§ Document segment
• • • • • • •

EAGER: CET: Magnetically Assisted Recycling of Critical Metals from End-of-Life Lithium-ion Batteries

This EArly-concept Grants for Exploratory Research (EAGER) award is made in response to Dear Colleague Letter 23-109, as part of the NSF-wide Clean Energy Technology initiative. Lithium-ion batteries (LIBs) are the technology of choice when it comes to mitigating the impacts of climate change or for energy storage. With the ever-growing need for their production, multimillion tons of LIBs will reach their end of life in the near future, and if not properly recycled, will lead to a detrimental impact on natural resources, supply-chain, and the environment.

LIBs contain a range of metals that have been deemed as critical (e.g., Lithium, Nickel, Cobalt, Manganese, etc.) for short- and long-term purposes. The current state-of-the-art recycling methods for these critical metals are often costly, and energy and chemically intensive, leading to significant environmental pollution. Therefore, it is imperative to recycle metals from end-of-life LIBs using a greener and more environmentally benign separation technique.

• • • • • • •

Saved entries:
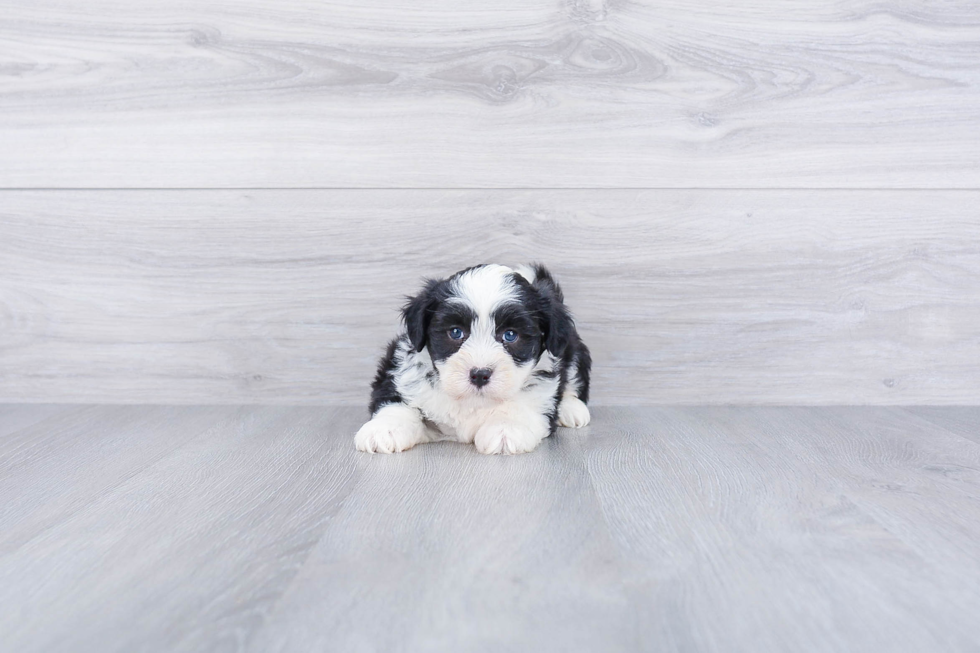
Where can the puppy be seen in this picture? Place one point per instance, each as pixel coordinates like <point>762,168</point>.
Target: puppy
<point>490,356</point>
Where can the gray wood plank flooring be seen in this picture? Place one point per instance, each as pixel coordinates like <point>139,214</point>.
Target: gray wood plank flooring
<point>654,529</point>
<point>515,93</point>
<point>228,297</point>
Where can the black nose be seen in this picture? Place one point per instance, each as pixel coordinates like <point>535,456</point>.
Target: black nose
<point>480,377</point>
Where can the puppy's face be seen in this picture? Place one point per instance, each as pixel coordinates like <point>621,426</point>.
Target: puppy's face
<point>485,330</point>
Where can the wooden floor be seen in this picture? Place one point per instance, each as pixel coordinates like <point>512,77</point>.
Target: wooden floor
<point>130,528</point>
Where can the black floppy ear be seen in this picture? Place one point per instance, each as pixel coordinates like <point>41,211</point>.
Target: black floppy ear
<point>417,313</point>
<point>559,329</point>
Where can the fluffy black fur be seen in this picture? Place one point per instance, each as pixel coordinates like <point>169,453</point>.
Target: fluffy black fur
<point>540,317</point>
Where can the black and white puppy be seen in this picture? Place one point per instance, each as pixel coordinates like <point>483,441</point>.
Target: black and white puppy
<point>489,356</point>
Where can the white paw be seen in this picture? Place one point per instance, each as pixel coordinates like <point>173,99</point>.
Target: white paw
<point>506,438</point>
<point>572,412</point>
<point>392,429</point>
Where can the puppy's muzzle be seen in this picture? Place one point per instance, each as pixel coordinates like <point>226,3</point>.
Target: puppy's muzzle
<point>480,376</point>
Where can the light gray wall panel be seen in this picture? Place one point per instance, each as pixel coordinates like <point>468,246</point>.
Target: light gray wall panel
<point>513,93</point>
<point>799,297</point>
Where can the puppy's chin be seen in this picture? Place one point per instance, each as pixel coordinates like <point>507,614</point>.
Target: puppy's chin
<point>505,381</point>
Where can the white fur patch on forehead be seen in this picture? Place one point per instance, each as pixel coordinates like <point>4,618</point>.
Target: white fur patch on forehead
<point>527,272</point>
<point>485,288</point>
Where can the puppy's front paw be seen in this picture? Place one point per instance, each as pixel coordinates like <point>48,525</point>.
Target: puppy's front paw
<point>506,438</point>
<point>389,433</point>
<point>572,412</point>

• • • • • • •

Answer these questions from the award abstract:
(a) Which Dear Colleague Letter is the award made in response to?
(b) Which metals does the abstract give as examples of critical metals found in LIBs?
(c) What three drawbacks does it name for current state-of-the-art recycling methods?
The listing has no connection to the award abstract.

§ Written solution
(a) Dear Colleague Letter 23-109.
(b) Lithium, Nickel, Cobalt and Manganese.
(c) They are often costly, energy intensive and chemically intensive.